Cognitive Behavioral approach

Working within a cognitive behavioural therapy framework, it is assumed that thoughts, emotions and behaviour are intrinsically related to one another.  The way someone thinks has an influence on his/her feelings and behaviour. Also the way someone acts can affect the way he/she feels about him/herself. The emphasis is on one’s thoughts and standpoints as well as on his/ her behaviour patterns. Compliance and active involvement of the psychologist and of the client are stimulated by using exercises and homework

Schema Focused Therapy (J.E. Young, 1994)

SFT is an integrative approach which draws on  cognitive, behavioral, psychoanalytic and  experiential therapies.

SFT applies specially when people who attend the practice, are dealing with long lasting negative and self-destructive behavioral patterns. Those rigid self-destructive patterns interfere with the person’s ability to meet his/her basic needs.  Such as auto-determination, independence, personal bounds building, validation, spontaneity and realistic boundaries.

Schemas are defined as “broad pervasive themes regarding oneself and one’s relationship with others, developed during childhood in interaction with own temperament, and elaborated throughout one’s lifetime, becoming dysfunctional to a significant degree”

According to SFT early maladaptive schemas (or “ lifetraps”) would be at the base of chronic psychosocial adjusting problems.

Schemas are hard to change. They are supported by cognitive, behavioral and emotional elements. They are perpetrated by maintenance, avoidance en overcompensating processes.

▸ **PROVIDED MATERIAL**
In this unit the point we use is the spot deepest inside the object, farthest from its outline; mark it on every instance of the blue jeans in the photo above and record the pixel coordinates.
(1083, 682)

▸ **WORK TO COMPLETE**
#1 Summarize the text on therapy approaches in two sentences.
#2 According to the text on therapy approaches, which therapies does Schema Focused Therapy draw on?
#3 Reproduce the text on therapy approaches word for word, starting at "Cognitive Behavioral approach" and ending at "and  experiential therapies.".
Answer from the text on therapy approaches alone.

▸ **YOUR WRITTEN ANSWERS**
#1 Cognitive behavioral therapy assumes that thoughts, emotions and behavior are closely linked, and it uses exercises and homework to encourage active involvement from both psychologist and client. Schema Focused Therapy, an integrative approach, applies when people have long-lasting negative and self-destructive patterns, which it traces to early maladaptive schemas that are hard to change.

#2 Cognitive, behavioral, psychoanalytic and experiential therapies.

#3
Cognitive Behavioral approach

Working within a cognitive behavioural therapy framework, it is assumed that thoughts, emotions and behaviour are intrinsically related to one another.  The way someone thinks has an influence on his/her feelings and behaviour. Also the way someone acts can affect the way he/she feels about him/herself. The emphasis is on one’s thoughts and standpoints as well as on his/ her behaviour patterns. Compliance and active involvement of the psychologist and of the client are stimulated by using exercises and homework

Schema Focused Therapy (J.E. Young, 1994)

SFT is an integrative approach which draws on  cognitive, behavioral, psychoanalytic and  experiential therapies.